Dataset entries
##########

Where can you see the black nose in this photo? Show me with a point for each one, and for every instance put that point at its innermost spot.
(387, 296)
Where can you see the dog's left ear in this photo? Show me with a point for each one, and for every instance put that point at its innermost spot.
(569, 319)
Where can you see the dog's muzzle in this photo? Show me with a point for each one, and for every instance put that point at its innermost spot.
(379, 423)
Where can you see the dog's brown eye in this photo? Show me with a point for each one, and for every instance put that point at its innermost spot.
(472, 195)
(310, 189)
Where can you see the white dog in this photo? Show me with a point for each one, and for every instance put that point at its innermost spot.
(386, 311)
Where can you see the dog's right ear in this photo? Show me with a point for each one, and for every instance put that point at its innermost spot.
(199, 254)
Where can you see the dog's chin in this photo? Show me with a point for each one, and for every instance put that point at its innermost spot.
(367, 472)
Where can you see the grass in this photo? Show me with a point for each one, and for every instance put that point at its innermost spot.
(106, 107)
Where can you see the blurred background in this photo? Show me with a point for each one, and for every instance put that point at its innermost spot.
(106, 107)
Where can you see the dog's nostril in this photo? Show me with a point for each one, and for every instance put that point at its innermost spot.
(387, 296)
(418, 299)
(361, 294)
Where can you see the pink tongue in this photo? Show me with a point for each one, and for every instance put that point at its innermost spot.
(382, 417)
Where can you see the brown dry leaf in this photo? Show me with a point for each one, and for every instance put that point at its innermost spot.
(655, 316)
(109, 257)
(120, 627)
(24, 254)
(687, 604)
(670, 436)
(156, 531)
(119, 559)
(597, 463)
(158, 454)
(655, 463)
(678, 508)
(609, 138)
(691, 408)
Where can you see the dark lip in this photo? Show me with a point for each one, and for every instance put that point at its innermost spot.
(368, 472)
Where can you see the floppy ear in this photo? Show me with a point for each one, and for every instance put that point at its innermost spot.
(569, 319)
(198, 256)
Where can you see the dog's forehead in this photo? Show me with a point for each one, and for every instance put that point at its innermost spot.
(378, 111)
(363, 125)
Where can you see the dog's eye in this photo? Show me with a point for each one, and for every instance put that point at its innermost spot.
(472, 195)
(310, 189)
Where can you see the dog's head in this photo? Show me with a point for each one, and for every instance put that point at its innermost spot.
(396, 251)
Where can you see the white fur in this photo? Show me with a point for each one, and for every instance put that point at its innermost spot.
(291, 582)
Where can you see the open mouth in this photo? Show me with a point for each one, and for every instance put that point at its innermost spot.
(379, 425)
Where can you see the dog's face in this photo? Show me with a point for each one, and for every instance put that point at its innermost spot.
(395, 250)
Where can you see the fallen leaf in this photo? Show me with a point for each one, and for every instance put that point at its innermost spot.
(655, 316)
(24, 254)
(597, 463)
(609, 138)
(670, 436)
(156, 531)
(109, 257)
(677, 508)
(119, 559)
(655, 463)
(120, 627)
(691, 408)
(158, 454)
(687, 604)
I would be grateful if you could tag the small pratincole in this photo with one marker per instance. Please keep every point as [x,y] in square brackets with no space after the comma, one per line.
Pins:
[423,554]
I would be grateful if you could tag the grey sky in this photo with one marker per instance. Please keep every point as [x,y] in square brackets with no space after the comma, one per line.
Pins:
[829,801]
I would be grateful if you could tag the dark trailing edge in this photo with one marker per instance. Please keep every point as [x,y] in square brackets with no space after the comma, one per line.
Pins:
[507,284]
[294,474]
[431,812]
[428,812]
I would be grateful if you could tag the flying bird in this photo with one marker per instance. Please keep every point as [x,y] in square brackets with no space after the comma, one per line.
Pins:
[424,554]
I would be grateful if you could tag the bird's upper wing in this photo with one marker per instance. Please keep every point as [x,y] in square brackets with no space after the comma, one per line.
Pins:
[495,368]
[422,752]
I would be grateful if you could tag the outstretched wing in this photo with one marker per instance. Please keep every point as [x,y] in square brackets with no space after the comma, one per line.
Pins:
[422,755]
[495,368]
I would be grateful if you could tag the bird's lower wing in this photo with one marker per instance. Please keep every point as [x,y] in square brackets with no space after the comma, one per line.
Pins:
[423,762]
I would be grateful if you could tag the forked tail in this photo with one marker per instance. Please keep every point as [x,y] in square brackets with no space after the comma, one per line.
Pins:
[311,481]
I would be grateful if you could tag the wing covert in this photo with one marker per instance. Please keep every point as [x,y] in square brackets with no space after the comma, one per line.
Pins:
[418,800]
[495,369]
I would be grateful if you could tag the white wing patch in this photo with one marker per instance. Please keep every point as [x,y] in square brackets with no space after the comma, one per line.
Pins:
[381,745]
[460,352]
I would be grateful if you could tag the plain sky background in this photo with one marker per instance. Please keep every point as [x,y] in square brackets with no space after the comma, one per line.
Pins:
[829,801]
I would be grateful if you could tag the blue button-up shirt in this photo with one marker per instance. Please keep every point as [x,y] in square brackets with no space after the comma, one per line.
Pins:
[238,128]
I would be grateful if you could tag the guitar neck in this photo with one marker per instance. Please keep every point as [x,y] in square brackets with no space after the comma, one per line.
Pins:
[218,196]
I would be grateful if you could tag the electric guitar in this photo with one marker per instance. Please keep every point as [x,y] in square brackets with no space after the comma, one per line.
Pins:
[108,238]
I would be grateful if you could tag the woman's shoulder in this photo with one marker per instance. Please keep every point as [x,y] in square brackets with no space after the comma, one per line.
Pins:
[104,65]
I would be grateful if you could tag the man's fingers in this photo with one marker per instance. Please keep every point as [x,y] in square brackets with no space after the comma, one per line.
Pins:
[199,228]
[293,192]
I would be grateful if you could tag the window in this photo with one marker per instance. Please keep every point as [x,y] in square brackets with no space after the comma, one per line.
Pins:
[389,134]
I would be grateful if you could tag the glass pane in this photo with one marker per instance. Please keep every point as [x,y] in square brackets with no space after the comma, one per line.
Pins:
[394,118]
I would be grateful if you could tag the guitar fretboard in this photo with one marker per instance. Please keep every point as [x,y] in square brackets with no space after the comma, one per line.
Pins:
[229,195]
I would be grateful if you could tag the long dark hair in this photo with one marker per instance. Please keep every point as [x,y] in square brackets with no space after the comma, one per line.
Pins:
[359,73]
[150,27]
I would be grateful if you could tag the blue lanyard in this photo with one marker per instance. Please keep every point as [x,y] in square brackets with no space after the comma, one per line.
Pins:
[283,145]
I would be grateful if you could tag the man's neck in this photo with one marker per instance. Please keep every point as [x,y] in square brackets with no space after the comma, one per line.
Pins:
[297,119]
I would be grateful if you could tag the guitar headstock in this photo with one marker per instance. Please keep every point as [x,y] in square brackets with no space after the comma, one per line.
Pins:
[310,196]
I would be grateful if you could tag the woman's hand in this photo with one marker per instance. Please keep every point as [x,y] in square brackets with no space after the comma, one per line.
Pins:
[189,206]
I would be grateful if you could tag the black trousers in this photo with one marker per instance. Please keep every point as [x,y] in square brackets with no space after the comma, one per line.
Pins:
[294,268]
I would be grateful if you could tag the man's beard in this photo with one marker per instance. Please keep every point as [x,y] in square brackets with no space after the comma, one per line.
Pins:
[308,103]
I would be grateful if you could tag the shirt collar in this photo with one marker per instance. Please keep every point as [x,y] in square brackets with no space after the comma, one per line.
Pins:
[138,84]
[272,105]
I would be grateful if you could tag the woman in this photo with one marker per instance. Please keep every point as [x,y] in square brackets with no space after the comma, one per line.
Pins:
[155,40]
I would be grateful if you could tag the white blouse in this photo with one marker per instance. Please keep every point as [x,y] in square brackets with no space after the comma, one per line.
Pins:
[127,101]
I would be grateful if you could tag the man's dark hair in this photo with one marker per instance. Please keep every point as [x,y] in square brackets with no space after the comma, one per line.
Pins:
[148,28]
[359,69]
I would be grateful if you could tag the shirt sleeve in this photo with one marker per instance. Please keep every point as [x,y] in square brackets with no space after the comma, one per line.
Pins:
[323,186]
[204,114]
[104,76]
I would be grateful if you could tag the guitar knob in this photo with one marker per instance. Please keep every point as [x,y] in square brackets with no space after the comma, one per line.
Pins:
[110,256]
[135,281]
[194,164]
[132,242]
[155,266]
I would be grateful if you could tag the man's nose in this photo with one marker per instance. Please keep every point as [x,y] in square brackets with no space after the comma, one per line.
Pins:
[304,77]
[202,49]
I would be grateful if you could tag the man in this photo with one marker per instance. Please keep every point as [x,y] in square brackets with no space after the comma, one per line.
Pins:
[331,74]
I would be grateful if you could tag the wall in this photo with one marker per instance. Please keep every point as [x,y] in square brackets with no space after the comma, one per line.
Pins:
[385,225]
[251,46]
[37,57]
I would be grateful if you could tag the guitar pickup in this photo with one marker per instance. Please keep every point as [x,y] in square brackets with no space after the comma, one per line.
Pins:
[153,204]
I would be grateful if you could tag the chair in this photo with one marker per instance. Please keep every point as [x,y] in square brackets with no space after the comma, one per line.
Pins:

##########

▶ Exercise instructions
Starting at the line that holds "I would be grateful if you could tag the man's dark", set down each line exactly through the last line of the records above, and no others.

▶ Output for this task
I would be grateful if you could tag the man's dark hair in this photo with one marker per instance. Please keep every point as [x,y] in square brackets with no space after the comma, one per line.
Pins:
[148,28]
[359,69]
I would be grateful if you could tag the shirt sleeve in this photo with one marker per instance. Please keep every point as [x,y] in square brackets with no space after the comma, one per line.
Pins:
[323,186]
[204,114]
[104,76]
I would be grateful if you could tag the guitar knob in this photo with one marker per instance. Please keep every point as [x,y] in square brackets with no space after the comma, one per line.
Pins:
[110,256]
[135,281]
[194,164]
[132,242]
[155,266]
I would be grateful if you could tag the man's nose in this photo with one marker per instance. Please keep every point as [x,y] in square brackets with no space after the comma, one per line.
Pins:
[304,77]
[202,49]
I would be grateful if you could tag the man in this photo with one marker per instance. Please keep every point as [x,y] in square brackets with no space after the comma, one per line.
Pins:
[331,74]
I would be grateful if you could tag the wall in this photo with one marker per instance. Please keep every point as [x,y] in square brackets with no space after the comma, one per line.
Pins:
[385,225]
[251,46]
[37,57]
I would be grateful if you could tag the guitar pickup in this photo with one marker per instance. Please keep every point as [x,y] in square brackets with no space after the comma, one per line.
Pins:
[153,204]
I would be grateful if you could tag the chair in this photo with one marker per instance. Please keep every point as [x,y] in square brackets with no space after the comma, one per line.
Pins:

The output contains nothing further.